:: WHAT YOU SHOULD DO ::
Please convert the data below into a Markdown table with the columns Row and Line. Give each non-blank line its own numbered row and leave out blank lines.

:: DATA EXTRACT ::
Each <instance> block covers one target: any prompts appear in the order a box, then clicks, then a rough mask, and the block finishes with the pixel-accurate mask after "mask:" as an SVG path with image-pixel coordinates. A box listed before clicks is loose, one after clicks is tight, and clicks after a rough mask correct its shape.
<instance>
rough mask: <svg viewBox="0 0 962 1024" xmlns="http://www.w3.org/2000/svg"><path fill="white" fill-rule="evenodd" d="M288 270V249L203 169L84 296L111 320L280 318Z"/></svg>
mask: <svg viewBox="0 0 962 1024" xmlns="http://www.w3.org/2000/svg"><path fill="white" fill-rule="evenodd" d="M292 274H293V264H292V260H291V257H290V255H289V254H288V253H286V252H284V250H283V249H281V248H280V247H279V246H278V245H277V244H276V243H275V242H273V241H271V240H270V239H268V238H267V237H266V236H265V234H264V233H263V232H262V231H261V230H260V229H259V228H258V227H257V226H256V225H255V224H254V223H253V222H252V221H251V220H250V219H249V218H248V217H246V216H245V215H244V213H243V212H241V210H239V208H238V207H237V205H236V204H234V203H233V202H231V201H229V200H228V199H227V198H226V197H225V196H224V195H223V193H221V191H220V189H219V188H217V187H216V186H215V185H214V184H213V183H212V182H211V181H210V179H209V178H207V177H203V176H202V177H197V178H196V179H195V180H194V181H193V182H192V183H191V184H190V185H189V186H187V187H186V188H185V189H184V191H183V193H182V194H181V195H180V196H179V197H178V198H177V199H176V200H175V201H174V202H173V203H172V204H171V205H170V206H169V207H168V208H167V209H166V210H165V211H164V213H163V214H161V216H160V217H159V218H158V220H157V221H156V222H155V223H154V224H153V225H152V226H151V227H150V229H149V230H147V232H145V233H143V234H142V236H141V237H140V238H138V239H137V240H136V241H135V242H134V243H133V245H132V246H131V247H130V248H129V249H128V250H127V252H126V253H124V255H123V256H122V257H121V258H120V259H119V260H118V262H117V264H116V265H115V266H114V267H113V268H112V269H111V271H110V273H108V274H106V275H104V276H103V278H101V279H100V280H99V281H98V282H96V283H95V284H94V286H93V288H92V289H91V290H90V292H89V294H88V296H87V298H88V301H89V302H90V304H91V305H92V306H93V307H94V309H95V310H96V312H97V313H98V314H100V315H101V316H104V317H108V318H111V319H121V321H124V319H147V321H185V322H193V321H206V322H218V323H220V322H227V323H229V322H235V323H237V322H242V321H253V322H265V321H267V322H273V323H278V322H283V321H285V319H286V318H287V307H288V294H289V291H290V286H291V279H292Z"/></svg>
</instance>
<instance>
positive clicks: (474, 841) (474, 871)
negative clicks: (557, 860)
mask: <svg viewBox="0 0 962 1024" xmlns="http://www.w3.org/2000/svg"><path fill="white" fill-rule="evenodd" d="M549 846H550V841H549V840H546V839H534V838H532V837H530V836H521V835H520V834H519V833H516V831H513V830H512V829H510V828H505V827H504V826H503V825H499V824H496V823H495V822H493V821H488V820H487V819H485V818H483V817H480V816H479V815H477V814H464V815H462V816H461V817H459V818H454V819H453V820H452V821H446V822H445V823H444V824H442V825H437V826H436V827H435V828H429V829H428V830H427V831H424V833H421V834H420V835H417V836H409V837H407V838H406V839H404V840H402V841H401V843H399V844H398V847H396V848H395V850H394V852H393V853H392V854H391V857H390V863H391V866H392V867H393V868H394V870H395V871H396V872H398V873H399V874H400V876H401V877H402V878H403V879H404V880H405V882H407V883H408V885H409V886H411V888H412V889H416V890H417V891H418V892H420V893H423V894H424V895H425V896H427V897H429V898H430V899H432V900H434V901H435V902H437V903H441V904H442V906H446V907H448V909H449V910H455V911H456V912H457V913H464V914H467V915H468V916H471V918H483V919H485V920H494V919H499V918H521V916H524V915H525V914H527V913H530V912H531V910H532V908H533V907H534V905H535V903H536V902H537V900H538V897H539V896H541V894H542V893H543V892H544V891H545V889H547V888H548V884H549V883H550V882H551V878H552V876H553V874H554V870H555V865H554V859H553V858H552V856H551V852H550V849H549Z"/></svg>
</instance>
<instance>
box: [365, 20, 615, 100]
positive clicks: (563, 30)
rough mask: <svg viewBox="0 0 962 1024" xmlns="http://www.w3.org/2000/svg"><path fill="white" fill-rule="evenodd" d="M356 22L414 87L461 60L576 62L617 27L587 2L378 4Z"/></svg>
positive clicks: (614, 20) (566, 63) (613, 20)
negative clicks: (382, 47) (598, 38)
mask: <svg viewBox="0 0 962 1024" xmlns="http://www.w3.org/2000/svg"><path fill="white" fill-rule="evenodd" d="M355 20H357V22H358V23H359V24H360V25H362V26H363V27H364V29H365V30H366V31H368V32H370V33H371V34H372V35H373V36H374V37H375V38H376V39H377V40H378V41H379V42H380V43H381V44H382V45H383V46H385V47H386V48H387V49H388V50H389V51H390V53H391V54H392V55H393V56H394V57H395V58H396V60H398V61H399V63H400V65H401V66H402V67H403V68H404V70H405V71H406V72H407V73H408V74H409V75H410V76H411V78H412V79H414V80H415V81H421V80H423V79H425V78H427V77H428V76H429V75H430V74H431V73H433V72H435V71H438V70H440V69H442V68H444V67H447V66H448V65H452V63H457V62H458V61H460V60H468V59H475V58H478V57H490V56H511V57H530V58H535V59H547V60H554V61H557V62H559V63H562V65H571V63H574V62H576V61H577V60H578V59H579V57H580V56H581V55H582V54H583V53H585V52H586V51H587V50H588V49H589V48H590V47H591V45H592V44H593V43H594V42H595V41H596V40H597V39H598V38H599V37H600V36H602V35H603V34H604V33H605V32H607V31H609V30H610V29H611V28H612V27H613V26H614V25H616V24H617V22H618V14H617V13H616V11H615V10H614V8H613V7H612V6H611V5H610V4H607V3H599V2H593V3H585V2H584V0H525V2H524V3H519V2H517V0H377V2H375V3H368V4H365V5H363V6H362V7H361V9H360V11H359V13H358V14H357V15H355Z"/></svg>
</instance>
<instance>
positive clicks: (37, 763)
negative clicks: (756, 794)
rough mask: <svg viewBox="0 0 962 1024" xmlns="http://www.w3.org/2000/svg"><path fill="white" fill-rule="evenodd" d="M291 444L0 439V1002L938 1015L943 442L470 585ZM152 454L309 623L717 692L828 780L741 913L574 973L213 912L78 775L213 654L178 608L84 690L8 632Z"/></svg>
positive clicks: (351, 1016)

:: RESULT FOR THIS TASK ::
| Row | Line |
|---|---|
| 1 | Each <instance> block covers one target: any prompts appear in the order a box, then clicks, then a rough mask, and the block finishes with the pixel-accurate mask after "mask:" as an SVG path with image-pixel coordinates. A box listed before clicks is loose, one after clicks is tight, and clicks after a rough mask correct its shape. |
| 2 | <instance> |
| 3 | rough mask: <svg viewBox="0 0 962 1024" xmlns="http://www.w3.org/2000/svg"><path fill="white" fill-rule="evenodd" d="M288 270V249L203 169L84 296L111 320L280 318Z"/></svg> |
| 4 | mask: <svg viewBox="0 0 962 1024" xmlns="http://www.w3.org/2000/svg"><path fill="white" fill-rule="evenodd" d="M292 274H293V264H292V260H291V257H290V255H289V254H288V253H286V252H284V250H283V249H281V248H280V247H279V246H278V245H277V244H276V243H275V242H273V241H271V240H270V239H268V238H267V237H266V236H265V234H264V233H263V232H262V231H261V230H260V229H259V228H258V227H257V226H256V225H255V224H254V223H253V222H252V221H251V220H250V219H249V218H248V217H246V216H245V215H244V213H243V212H241V210H239V208H238V207H237V205H236V204H234V203H233V202H231V201H229V200H228V199H227V198H226V197H225V196H224V195H223V193H221V191H220V189H219V188H217V187H216V186H215V185H214V184H213V183H212V182H211V181H210V179H209V178H207V177H203V176H202V177H197V178H196V179H195V180H194V181H193V182H192V183H191V184H190V185H189V186H187V187H186V188H185V189H184V191H183V193H182V194H181V195H180V196H179V197H178V198H177V199H176V200H175V201H174V202H173V203H172V204H171V205H170V206H169V207H168V208H167V209H166V210H165V211H164V213H163V214H161V216H160V217H159V218H158V220H157V221H156V222H155V223H154V224H153V225H152V226H151V227H150V229H149V230H147V232H145V233H143V234H142V236H141V237H140V238H138V239H137V240H136V241H135V242H134V243H133V245H132V246H131V247H130V248H129V249H128V250H127V252H126V253H124V255H123V256H122V257H121V258H120V259H119V260H118V262H117V264H116V265H115V266H114V267H113V268H112V269H111V271H110V273H108V274H106V275H104V276H103V278H101V279H100V280H99V281H98V282H96V283H95V284H94V286H93V288H92V289H91V290H90V292H89V294H88V296H87V298H88V301H89V302H90V304H91V305H92V306H93V307H94V309H95V310H96V312H97V313H98V314H100V315H101V316H104V317H108V318H111V319H121V321H124V319H147V321H185V322H193V321H206V322H218V323H220V322H227V323H229V322H235V323H237V322H242V321H253V322H265V321H267V322H273V323H278V322H283V321H285V319H286V318H287V307H288V294H289V291H290V286H291V279H292Z"/></svg> |
| 5 | </instance> |
| 6 | <instance> |
| 7 | positive clicks: (474, 841) (474, 871) |
| 8 | negative clicks: (557, 860) |
| 9 | mask: <svg viewBox="0 0 962 1024" xmlns="http://www.w3.org/2000/svg"><path fill="white" fill-rule="evenodd" d="M549 846H550V841H549V840H546V839H534V838H532V837H530V836H521V835H520V834H519V833H516V831H513V830H512V829H510V828H505V827H504V826H503V825H499V824H496V823H495V822H493V821H488V820H487V819H485V818H483V817H480V816H479V815H477V814H464V815H462V816H461V817H459V818H454V819H453V820H452V821H446V822H445V823H444V824H442V825H437V826H436V827H435V828H429V829H428V830H427V831H424V833H421V834H420V835H417V836H409V837H407V838H406V839H404V840H402V841H401V843H399V844H398V847H396V848H395V850H394V852H393V853H392V854H391V857H390V863H391V866H392V867H393V868H394V870H395V871H396V872H398V873H399V874H400V876H401V877H402V878H403V879H404V880H405V882H407V883H408V885H409V886H411V888H412V889H416V890H417V891H418V892H420V893H423V894H424V895H425V896H427V897H429V898H430V899H432V900H434V901H435V902H437V903H441V904H442V906H446V907H448V909H449V910H455V911H456V912H457V913H464V914H467V915H468V916H471V918H483V919H485V920H494V919H499V918H521V916H524V915H525V914H527V913H530V912H531V910H532V908H533V907H534V905H535V903H536V902H537V900H538V897H539V896H541V894H542V893H543V892H544V891H545V889H547V888H548V884H549V883H550V882H551V878H552V876H553V874H554V870H555V865H554V859H553V858H552V856H551V852H550V849H549Z"/></svg> |
| 10 | </instance> |
| 11 | <instance> |
| 12 | box: [365, 20, 615, 100] |
| 13 | positive clicks: (563, 30) |
| 14 | rough mask: <svg viewBox="0 0 962 1024" xmlns="http://www.w3.org/2000/svg"><path fill="white" fill-rule="evenodd" d="M356 22L414 87L461 60L576 62L617 27L587 2L378 4Z"/></svg> |
| 15 | positive clicks: (614, 20) (566, 63) (613, 20) |
| 16 | negative clicks: (382, 47) (598, 38) |
| 17 | mask: <svg viewBox="0 0 962 1024" xmlns="http://www.w3.org/2000/svg"><path fill="white" fill-rule="evenodd" d="M355 20H357V22H358V23H359V24H360V25H362V26H363V27H364V29H365V30H366V31H368V32H370V33H371V34H372V35H373V36H374V37H375V38H376V39H377V40H378V41H379V42H380V43H381V44H382V45H383V46H385V47H386V48H387V49H388V50H389V51H390V53H391V54H392V55H393V56H394V57H395V58H396V60H398V61H399V63H400V65H401V66H402V67H403V68H404V70H405V71H406V72H407V73H408V74H409V75H410V76H411V78H412V79H414V80H415V81H421V80H423V79H425V78H427V77H428V76H429V75H430V74H431V73H433V72H435V71H438V70H440V69H442V68H444V67H447V66H448V65H452V63H457V62H458V61H460V60H468V59H475V58H478V57H490V56H511V57H530V58H535V59H547V60H554V61H557V62H559V63H562V65H571V63H574V62H576V61H577V60H578V59H579V57H580V56H581V55H582V54H583V53H585V52H586V51H587V50H588V49H589V48H590V47H591V45H592V44H593V43H594V42H595V41H596V40H597V39H598V38H599V37H600V36H602V35H603V34H604V33H605V32H607V31H609V30H610V29H611V28H612V27H613V26H614V25H616V24H617V22H618V14H617V13H616V11H615V10H614V8H613V7H612V6H611V5H610V4H607V3H599V2H593V3H585V2H584V0H525V2H524V3H519V2H517V0H377V2H375V3H368V4H365V5H363V6H362V7H361V9H360V11H359V13H358V14H357V15H355Z"/></svg> |
| 18 | </instance> |
| 19 | <instance> |
| 20 | positive clicks: (37, 763) |
| 21 | negative clicks: (756, 794) |
| 22 | rough mask: <svg viewBox="0 0 962 1024" xmlns="http://www.w3.org/2000/svg"><path fill="white" fill-rule="evenodd" d="M291 444L0 439V1002L938 1015L943 442L470 585ZM152 454L309 623L717 692L828 780L741 913L574 973L213 912L78 775L213 654L178 608L84 690L8 632Z"/></svg> |
| 23 | positive clicks: (351, 1016) |